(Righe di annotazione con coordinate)
>>

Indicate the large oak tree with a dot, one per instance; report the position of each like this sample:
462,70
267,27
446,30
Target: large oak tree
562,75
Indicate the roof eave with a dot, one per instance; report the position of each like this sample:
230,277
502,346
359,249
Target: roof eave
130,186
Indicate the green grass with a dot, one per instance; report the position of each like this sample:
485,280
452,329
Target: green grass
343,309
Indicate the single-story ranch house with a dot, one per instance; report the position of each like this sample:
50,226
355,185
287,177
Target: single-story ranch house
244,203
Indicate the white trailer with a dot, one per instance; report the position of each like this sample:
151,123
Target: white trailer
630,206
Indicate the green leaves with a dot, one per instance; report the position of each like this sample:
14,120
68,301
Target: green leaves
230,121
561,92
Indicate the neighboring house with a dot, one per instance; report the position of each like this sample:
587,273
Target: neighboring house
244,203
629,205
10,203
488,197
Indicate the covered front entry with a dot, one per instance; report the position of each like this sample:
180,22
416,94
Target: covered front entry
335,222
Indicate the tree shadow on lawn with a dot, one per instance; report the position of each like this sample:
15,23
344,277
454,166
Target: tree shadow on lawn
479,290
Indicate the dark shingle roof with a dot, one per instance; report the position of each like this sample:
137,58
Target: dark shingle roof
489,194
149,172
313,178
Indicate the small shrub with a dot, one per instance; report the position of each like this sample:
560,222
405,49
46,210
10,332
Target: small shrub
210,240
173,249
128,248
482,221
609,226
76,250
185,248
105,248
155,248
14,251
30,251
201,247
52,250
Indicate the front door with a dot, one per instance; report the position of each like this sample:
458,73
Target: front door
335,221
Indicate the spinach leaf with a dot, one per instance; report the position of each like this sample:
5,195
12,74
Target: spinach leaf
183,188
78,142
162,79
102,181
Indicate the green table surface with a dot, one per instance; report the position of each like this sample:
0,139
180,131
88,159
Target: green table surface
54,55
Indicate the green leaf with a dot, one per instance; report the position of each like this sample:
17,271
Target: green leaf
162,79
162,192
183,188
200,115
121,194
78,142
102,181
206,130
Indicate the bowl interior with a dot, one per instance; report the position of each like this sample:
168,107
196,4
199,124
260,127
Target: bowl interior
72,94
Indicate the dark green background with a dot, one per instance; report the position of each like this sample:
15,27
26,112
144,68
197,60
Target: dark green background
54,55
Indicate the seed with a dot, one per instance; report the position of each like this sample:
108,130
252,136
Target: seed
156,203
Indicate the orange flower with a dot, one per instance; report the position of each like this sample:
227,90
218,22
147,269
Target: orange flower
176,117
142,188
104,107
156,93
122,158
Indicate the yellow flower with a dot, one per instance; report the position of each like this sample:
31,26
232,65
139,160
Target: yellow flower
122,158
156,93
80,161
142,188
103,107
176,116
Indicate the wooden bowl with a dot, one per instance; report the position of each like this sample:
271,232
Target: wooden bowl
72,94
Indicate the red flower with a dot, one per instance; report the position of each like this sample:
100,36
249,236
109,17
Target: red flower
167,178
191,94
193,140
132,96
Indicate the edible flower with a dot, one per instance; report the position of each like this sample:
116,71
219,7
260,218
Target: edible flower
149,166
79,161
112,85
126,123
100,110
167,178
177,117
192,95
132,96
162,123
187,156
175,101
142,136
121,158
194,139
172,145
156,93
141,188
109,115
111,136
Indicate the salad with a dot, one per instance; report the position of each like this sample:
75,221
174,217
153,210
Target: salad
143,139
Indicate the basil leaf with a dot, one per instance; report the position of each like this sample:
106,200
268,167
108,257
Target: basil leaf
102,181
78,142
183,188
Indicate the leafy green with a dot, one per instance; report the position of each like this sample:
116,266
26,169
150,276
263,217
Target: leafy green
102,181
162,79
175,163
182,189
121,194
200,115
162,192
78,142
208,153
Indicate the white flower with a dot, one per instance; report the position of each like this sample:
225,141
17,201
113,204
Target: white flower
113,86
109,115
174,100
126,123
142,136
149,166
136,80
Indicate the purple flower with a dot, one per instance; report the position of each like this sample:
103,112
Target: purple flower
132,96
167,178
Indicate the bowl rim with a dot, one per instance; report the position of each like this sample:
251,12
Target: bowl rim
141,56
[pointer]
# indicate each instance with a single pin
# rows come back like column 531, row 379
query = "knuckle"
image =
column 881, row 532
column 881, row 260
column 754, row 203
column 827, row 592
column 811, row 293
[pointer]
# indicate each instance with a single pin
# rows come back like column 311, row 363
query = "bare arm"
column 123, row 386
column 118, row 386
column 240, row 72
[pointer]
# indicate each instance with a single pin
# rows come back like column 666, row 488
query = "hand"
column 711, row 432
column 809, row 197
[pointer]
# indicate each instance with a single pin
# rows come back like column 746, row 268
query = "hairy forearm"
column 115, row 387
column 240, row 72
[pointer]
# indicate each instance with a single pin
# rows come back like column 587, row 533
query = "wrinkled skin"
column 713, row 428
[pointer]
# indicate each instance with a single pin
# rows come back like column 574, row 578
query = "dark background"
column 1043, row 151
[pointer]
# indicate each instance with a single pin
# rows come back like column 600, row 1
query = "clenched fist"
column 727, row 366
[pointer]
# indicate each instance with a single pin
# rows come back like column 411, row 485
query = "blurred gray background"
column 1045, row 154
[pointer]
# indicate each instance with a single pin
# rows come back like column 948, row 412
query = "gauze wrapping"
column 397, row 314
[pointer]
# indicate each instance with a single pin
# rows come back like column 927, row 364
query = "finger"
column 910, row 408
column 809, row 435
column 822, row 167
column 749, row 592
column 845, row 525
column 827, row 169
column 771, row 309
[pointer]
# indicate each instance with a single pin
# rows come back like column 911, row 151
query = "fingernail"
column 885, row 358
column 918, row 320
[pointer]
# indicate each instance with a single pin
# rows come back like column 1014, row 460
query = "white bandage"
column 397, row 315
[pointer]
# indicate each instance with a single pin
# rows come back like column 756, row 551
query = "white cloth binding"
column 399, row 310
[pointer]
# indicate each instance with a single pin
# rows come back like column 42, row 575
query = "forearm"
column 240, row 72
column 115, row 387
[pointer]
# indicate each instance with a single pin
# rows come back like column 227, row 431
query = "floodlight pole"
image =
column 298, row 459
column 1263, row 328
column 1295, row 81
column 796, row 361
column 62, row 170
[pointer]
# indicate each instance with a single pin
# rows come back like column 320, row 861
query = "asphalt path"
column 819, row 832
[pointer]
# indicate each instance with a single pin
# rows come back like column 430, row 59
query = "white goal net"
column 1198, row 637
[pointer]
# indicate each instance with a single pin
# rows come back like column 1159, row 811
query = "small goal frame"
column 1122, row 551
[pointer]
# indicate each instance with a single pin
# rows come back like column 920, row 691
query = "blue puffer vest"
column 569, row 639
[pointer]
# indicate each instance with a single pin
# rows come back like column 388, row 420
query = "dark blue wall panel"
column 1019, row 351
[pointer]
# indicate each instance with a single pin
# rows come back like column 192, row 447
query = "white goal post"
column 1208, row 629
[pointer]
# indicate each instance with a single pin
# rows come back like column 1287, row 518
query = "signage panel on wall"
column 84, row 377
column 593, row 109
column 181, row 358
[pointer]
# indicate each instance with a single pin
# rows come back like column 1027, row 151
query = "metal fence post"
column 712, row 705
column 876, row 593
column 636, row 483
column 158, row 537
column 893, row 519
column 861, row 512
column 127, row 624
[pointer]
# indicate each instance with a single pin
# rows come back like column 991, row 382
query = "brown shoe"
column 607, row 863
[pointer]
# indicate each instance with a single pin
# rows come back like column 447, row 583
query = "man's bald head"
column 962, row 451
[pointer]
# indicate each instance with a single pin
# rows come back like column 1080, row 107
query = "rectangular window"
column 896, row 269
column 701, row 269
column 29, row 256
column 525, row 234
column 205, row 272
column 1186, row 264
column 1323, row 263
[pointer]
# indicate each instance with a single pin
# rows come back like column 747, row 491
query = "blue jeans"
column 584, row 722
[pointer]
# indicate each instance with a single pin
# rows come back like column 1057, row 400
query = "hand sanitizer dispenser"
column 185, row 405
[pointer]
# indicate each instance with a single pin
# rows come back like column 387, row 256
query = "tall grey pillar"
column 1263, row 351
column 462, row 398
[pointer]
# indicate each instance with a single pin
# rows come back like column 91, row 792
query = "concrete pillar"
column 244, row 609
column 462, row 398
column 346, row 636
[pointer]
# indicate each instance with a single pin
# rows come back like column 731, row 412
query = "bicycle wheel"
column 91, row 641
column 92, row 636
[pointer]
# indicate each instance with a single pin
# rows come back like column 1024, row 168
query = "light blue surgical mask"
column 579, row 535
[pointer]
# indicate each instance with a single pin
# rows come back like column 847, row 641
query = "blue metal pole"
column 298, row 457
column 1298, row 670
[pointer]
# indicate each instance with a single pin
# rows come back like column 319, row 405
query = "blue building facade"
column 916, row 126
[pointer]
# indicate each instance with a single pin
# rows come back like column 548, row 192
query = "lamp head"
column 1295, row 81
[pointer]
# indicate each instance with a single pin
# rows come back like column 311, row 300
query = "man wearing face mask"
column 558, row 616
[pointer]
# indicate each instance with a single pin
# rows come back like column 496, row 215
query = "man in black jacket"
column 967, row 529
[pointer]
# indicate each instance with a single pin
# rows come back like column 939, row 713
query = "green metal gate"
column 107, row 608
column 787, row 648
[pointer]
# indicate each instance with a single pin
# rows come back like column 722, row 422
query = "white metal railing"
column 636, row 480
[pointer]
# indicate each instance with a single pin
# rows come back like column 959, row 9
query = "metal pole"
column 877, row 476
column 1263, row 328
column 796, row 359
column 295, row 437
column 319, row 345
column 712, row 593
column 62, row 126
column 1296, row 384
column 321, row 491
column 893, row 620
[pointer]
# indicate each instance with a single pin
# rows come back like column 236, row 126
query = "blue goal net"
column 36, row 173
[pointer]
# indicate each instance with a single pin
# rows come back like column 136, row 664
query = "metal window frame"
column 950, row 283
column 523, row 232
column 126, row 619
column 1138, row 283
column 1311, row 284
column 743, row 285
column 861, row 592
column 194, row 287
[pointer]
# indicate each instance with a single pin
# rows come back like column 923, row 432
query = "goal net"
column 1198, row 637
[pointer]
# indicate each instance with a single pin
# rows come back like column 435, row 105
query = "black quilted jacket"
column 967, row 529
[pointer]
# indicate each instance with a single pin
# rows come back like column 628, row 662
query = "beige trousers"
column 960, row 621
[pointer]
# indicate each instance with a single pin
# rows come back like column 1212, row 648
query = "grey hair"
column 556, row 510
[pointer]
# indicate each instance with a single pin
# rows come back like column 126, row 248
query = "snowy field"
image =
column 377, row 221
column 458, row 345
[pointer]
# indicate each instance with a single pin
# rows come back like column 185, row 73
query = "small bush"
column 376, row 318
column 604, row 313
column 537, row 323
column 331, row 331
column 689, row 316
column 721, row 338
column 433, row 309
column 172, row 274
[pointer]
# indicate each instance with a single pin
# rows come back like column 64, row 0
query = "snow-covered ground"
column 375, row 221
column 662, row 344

<<

▶ [ESERCIZIO SCRITTO]
Modifica tutte le righe dalla riga che contiene "Indicate the white flower" giù fino alla riga che contiene "column 771, row 309", sostituendo "single pin" con "single dot" e lasciando invariato tutto il resto. Riporta, per favore, solo queste righe.

▶ [RISULTATO FINALE]
Indicate the white flower with a dot, one per instance; report the position of each like this sample:
225,141
17,201
113,204
Target: white flower
113,86
109,115
174,100
126,123
142,136
149,166
136,80
Indicate the purple flower with a dot, one per instance; report the position of each like this sample:
103,112
Target: purple flower
132,96
167,178
Indicate the bowl rim with a dot, one per instance; report the position of each like this sample:
251,12
Target: bowl rim
141,56
[pointer]
# indicate each instance with a single dot
# rows come back like column 531, row 379
query = "knuckle"
image =
column 881, row 532
column 881, row 260
column 754, row 203
column 827, row 592
column 811, row 293
[pointer]
# indicate each instance with a single dot
# rows come back like column 311, row 363
query = "bare arm"
column 123, row 386
column 118, row 386
column 240, row 72
[pointer]
# indicate each instance with a single dot
# rows come back like column 666, row 488
query = "hand"
column 711, row 432
column 809, row 197
[pointer]
# indicate each instance with a single dot
# rows come back like column 746, row 268
query = "hairy forearm"
column 115, row 387
column 240, row 72
[pointer]
# indicate each instance with a single dot
# rows come back like column 587, row 533
query = "wrinkled skin"
column 713, row 428
[pointer]
# indicate each instance with a single dot
# rows come back like column 574, row 578
query = "dark background"
column 1043, row 151
[pointer]
# indicate each instance with a single dot
# rows come back like column 600, row 1
query = "clenched fist"
column 727, row 366
[pointer]
# indicate each instance with a single dot
# rows come back like column 411, row 485
query = "blurred gray background"
column 1045, row 154
[pointer]
# indicate each instance with a single dot
# rows come back like column 948, row 412
query = "gauze wrapping"
column 397, row 314
[pointer]
# indicate each instance with a single dot
# rows come back like column 927, row 364
query = "finger"
column 910, row 408
column 809, row 435
column 822, row 167
column 749, row 592
column 845, row 525
column 827, row 169
column 771, row 309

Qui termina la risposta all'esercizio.